正文 –

------------------------------------

也就是说,承认同性婚姻的合法性,就等于解构了建立在二元对立基础上的性别文化,社会通过一整套系统和机制,使得个人在其中习得男或女的性别身份和性别特征,接受性别规训,表现出与社会规范的要求相一致的男性或女性的性别特征,性别文化机制的最大作用就是区分男女,不仅是在生理层面,而且在社会的政治、经济、文化各个层面都进行男女的区分,从而形成了绝对的二元对立的世界,“同一种族和阶级的男人高于女人”。“一切分类活动都按此系统以对比偶的方式进行,可表示为一种单纯的二项对立(高与低,左与右等),一旦不能再形成对立关系时,分类也就终止了……由于同样的理由,超越这种二项对立将既无用处又不可能”,如《曲礼》所说:“男女不杂坐,不同榄,不同巾栉,不亲授。叔嫂不通门,诸母不漱裳……姑姊妹女子已嫁而反,兄弟弗与同席而坐,弗与同器而食”,没有男女对立,何来内与外、长与幼、高与低的行为约束,就会形成“姑姊妹女子与兄弟同席而坐,同器而食”的礼崩乐坏局面。

3中国同性婚姻的合理性与技术防护介入

中国同性婚姻要想获得法律承认是相当困难的,那么是否同性婚姻合法化就能化解艾滋病疫情扩散的威胁?答案是否定的,同性婚姻陷入合法与合理的两难窘境。也许在现阶段,从技术防护角度的介入是关注中国同性性行为的最佳路径:学术界专家和同性恋团体尽力促成同性恋群体和主流人群的交流,争取社会的宽容和理解;教育同性恋者坚持良好的生活方式,使安全性行为的观念被接受,主动争取得到尊重的权利。

3.1中国同性婚姻的合理性

婚姻作为一种制度,所涉及的不仅是婚姻双方,还有因缔结婚姻而产生的权利义务,以及对双方行为、责任的约束,从性关系的专属性意义上说,要求婚姻双方互相尊重、彼此忠实等。传统的婚姻理想是,所有婚外性行为都是被禁止的,一个人应当通过婚姻建立家庭,一个人经由婚姻确立对另一个人的持续的性接触权利,同性婚姻就是想通过婚姻责任否定性滥交,客观上减缓了艾滋病及其他疾病的传播。事实上,很少几个社会——大约只有5%的社会——禁止所有婚外性活动,因此,在法律和习俗皆认可的异性婚姻中,婚外情(性)、买卖春和多偶(二奶)一直是作为一夫一妻的补充形式存在,其中所引发的患病几率与艾滋病的流行病学传播途径是相一致的。

全世界艾滋病流行的发展表明,婚姻和稳定的单一性关系并没有保护妇女免遭艾滋病病毒感染,而且婚姻和同居关系下发生的性行为的频率要比不在一起生活的男女高。目前^们比较容易获得的有效减少性交传播艾滋病病毒的主要方法就是男用避孕套,但是,在很多国家不同文化下的研究中都可以看到,婚姻或者固定的性伴关系中使用避孕套的比例要远远低于其他性关系;在对性服务妇女的研究中也发现,性服务妇女与客人使用避孕套的频率高于与男朋友/丈夫的使用频率。

------------------------------------

已知信息 –

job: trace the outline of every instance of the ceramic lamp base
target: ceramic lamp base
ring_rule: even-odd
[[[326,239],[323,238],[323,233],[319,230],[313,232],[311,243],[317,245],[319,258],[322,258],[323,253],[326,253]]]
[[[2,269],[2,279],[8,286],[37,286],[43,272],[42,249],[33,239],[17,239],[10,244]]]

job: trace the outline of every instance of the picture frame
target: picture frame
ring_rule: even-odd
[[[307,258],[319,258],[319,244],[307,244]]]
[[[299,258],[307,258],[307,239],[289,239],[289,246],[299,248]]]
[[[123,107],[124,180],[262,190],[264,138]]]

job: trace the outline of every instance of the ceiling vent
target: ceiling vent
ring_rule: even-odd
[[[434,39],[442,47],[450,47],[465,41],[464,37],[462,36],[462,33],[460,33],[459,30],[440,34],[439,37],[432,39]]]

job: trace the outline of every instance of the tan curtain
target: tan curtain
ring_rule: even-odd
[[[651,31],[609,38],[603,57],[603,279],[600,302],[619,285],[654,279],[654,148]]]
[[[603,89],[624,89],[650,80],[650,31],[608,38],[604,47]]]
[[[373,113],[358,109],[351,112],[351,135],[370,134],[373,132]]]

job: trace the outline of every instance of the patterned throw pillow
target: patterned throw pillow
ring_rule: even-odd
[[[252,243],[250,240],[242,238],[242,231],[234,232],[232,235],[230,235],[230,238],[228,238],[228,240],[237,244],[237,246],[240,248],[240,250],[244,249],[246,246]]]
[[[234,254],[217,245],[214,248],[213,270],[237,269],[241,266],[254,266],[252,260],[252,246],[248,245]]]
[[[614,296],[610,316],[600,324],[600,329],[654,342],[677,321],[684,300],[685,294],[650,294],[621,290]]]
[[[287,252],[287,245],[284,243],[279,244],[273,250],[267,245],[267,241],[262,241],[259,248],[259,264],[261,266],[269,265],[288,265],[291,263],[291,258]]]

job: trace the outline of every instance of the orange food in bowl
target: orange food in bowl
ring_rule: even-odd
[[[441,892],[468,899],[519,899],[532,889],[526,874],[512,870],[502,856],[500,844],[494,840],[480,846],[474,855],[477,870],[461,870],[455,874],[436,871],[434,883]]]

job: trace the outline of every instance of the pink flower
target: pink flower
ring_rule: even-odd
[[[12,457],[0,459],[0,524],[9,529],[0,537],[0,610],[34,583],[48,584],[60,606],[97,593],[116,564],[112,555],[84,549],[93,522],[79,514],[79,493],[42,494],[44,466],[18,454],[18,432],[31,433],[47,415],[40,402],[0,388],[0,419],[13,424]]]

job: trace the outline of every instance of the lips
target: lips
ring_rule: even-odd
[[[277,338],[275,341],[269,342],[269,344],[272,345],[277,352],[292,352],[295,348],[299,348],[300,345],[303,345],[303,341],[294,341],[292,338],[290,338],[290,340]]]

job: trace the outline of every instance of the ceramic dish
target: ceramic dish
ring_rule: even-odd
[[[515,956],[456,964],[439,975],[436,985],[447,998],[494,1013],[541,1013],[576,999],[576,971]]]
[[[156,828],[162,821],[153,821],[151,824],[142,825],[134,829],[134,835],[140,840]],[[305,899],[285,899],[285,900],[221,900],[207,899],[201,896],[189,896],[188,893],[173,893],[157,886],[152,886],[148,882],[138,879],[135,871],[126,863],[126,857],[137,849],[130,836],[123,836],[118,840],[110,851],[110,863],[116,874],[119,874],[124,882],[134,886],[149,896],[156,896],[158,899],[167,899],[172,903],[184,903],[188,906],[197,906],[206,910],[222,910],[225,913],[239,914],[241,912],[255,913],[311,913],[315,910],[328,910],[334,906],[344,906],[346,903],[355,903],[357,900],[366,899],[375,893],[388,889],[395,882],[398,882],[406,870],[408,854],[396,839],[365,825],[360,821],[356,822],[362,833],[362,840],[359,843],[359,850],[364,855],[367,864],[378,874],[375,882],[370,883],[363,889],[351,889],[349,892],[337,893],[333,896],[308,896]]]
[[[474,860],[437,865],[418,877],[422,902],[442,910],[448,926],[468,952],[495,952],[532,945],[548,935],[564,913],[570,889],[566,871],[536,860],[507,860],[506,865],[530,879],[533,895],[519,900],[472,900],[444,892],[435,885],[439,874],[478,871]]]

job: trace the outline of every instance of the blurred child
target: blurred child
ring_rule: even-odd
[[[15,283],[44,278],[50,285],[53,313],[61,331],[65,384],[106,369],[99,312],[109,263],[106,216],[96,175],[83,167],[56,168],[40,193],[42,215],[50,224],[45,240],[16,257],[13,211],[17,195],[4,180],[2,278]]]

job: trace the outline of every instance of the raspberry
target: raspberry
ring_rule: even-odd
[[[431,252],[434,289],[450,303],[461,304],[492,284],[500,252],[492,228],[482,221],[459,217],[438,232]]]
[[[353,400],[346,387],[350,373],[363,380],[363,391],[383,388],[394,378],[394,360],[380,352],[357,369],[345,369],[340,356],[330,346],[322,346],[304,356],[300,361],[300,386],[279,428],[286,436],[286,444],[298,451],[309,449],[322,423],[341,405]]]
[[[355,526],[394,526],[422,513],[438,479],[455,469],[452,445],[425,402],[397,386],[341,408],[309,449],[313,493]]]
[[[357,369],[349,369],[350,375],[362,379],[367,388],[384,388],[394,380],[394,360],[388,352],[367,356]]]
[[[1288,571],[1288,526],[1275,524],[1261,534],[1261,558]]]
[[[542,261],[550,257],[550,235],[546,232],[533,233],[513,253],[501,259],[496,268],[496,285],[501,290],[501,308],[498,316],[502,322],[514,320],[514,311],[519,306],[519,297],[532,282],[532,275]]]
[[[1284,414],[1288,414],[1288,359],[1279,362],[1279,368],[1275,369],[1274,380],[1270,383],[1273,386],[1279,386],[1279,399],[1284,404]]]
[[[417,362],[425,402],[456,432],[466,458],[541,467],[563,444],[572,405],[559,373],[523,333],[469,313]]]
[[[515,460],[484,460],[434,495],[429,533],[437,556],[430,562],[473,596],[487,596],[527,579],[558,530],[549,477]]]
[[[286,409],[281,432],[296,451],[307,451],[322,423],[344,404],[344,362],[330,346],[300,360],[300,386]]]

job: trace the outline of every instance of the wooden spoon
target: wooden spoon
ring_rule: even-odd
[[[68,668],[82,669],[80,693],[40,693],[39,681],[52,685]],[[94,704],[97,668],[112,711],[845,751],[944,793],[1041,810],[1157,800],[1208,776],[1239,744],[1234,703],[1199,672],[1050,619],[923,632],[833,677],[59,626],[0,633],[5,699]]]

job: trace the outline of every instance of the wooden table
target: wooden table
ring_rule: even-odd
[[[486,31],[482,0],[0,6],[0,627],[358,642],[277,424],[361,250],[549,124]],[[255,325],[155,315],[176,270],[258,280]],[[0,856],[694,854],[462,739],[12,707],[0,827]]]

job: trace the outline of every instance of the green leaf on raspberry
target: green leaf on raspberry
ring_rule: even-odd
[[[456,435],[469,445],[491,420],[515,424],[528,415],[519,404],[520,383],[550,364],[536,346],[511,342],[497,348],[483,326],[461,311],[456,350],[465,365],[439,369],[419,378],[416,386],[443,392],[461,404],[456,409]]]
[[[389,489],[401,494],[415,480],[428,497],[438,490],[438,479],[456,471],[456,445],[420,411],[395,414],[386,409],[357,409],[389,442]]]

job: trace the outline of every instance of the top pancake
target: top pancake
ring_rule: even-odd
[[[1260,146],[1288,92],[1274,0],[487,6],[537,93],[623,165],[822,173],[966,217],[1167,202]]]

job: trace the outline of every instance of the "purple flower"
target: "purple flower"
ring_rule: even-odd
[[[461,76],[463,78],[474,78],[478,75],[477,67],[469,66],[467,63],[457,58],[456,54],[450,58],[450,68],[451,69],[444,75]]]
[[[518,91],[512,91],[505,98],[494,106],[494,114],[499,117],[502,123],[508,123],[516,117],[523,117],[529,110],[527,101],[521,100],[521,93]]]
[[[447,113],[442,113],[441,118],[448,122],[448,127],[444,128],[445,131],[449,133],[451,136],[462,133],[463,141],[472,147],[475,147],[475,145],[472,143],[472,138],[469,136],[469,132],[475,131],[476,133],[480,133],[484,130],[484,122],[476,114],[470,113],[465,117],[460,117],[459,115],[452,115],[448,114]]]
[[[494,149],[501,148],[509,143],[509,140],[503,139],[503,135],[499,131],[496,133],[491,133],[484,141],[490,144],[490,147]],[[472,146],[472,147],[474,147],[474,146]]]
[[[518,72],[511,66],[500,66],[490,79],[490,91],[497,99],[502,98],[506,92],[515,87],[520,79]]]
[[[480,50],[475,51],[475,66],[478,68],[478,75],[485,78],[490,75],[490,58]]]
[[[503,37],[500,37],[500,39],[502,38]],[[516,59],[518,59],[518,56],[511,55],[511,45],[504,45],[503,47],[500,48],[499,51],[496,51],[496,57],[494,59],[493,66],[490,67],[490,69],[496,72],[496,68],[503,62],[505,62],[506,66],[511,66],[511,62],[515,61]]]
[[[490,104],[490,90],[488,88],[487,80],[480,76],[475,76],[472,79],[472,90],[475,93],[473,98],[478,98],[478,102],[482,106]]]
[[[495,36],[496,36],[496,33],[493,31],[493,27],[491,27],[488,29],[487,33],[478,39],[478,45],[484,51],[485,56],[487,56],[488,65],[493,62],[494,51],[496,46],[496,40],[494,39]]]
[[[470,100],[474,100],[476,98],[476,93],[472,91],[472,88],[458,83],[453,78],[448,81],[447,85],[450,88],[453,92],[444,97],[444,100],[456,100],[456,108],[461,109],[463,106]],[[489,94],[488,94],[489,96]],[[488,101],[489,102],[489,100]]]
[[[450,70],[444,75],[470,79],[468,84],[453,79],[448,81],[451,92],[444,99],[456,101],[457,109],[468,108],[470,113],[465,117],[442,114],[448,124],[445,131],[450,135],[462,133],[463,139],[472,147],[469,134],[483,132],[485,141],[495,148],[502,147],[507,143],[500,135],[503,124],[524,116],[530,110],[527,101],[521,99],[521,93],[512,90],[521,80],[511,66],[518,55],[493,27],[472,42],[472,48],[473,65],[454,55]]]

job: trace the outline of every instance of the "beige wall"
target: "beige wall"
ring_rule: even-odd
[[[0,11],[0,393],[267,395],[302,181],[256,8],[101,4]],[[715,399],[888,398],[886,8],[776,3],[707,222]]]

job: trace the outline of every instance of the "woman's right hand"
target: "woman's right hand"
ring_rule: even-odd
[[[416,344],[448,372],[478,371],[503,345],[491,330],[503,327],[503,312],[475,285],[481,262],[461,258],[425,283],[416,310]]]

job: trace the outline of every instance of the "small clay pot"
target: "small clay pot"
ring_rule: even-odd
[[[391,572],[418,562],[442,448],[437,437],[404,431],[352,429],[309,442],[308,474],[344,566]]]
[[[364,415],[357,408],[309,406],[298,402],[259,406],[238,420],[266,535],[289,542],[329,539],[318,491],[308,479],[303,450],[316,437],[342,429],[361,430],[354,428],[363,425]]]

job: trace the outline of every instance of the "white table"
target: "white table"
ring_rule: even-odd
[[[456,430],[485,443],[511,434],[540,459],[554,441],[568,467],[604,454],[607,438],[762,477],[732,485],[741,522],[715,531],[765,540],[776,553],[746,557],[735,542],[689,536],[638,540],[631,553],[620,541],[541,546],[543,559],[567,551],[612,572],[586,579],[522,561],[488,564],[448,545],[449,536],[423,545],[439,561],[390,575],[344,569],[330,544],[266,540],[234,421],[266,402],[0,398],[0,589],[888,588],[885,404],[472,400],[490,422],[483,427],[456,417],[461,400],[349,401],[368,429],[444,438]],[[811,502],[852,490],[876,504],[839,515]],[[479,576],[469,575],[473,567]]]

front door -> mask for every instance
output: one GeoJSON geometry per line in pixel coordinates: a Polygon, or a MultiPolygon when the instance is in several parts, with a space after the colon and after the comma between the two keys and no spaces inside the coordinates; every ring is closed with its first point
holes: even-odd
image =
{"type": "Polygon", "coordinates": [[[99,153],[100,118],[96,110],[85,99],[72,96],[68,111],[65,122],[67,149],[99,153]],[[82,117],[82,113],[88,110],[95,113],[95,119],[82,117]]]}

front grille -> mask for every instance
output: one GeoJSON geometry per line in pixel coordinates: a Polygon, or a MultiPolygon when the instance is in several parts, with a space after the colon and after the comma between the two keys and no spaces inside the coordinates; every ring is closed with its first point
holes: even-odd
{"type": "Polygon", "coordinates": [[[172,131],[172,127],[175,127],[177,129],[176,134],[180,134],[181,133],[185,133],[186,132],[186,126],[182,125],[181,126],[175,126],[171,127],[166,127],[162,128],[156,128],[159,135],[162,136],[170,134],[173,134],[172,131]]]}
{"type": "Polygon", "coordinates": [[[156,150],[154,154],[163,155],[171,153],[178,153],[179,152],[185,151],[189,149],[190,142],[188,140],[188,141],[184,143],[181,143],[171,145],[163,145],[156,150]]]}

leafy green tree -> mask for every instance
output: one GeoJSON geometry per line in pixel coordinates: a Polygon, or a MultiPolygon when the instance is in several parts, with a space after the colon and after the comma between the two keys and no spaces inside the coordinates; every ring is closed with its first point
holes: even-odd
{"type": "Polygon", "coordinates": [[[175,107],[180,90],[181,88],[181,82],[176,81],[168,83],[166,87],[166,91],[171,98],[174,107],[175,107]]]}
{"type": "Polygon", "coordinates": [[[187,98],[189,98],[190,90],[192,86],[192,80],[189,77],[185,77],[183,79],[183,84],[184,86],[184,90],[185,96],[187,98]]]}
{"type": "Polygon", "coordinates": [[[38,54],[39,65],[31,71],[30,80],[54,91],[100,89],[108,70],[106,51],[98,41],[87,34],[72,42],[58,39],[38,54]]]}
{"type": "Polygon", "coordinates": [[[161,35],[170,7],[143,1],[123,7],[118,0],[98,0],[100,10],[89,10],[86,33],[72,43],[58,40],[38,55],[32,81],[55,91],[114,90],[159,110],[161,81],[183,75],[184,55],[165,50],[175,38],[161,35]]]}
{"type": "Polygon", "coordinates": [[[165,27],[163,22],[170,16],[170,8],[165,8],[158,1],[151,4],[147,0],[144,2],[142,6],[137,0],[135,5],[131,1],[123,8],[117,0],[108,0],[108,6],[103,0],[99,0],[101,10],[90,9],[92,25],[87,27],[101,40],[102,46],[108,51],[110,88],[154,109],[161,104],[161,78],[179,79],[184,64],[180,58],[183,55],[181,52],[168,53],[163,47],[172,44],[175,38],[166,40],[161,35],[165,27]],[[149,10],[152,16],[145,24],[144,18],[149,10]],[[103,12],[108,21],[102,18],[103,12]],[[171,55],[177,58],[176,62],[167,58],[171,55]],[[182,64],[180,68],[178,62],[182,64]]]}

------------------------------------

问题 –
a) 用两句话概括同性婚姻一文。
b) 照抄同性婚姻一文中从“3.1中国同性婚姻的合理性”起、一直到“于与男朋友/丈夫的使用频率。”止的部分。
c) 接续同性婚姻一文最后一句,继续往下写。
这些记录与同性婚姻一文无关。

答案编号 –
a) 文章认为,承认同性婚姻的合法性就等于解构建立在男女二元对立基础上的性别文化,而中国同性婚姻要获得法律承认相当困难,即使合法化也不能化解艾滋病疫情扩散的威胁。文章提出现阶段从技术防护角度介入或许是最佳路径,并指出婚姻和稳定的单一性关系并没有保护妇女免遭艾滋病病毒感染,婚姻或固定性伴关系中使用避孕套的比例也远低于其他性关系。

b)
3.1中国同性婚姻的合理性

婚姻作为一种制度,所涉及的不仅是婚姻双方,还有因缔结婚姻而产生的权利义务,以及对双方行为、责任的约束,从性关系的专属性意义上说,要求婚姻双方互相尊重、彼此忠实等。传统的婚姻理想是,所有婚外性行为都是被禁止的,一个人应当通过婚姻建立家庭,一个人经由婚姻确立对另一个人的持续的性接触权利,同性婚姻就是想通过婚姻责任否定性滥交,客观上减缓了艾滋病及其他疾病的传播。事实上,很少几个社会——大约只有5%的社会——禁止所有婚外性活动,因此,在法律和习俗皆认可的异性婚姻中,婚外情(性)、买卖春和多偶(二奶)一直是作为一夫一妻的补充形式存在,其中所引发的患病几率与艾滋病的流行病学传播途径是相一致的。

全世界艾滋病流行的发展表明,婚姻和稳定的单一性关系并没有保护妇女免遭艾滋病病毒感染,而且婚姻和同居关系下发生的性行为的频率要比不在一起生活的男女高。目前^们比较容易获得的有效减少性交传播艾滋病病毒的主要方法就是男用避孕套,但是,在很多国家不同文化下的研究中都可以看到,婚姻或者固定的性伴关系中使用避孕套的比例要远远低于其他性关系;在对性服务妇女的研究中也发现,性服务妇女与客人使用避孕套的频率高于与男朋友/丈夫的使用频率。

c)
尽管法律作为人际关系的调节器曾起过巨大的、决定性的作用,但是法律在调整人们社会关系功能上

的局限性也是不容忽视的,将法律作为唯一的社会控制力量更不可取,因此,同性婚姻的合理性受到质疑,特别是其无法重构性别文化结构,因为男性常常把多性伴、不安全性行为视为男子汉的象征、特权和自由,使自己和性伴处于感染艾滋病病毒的危险之中。

3.2技术防护介入

中国第三部门在应对艾滋病危机时,不是以艾滋病为由指责排斥同性恋群体,而是将同性恋纳入关怀视野;通过宣传倡导和行为干预项目,最大化地降低其高危性行为的风险指数。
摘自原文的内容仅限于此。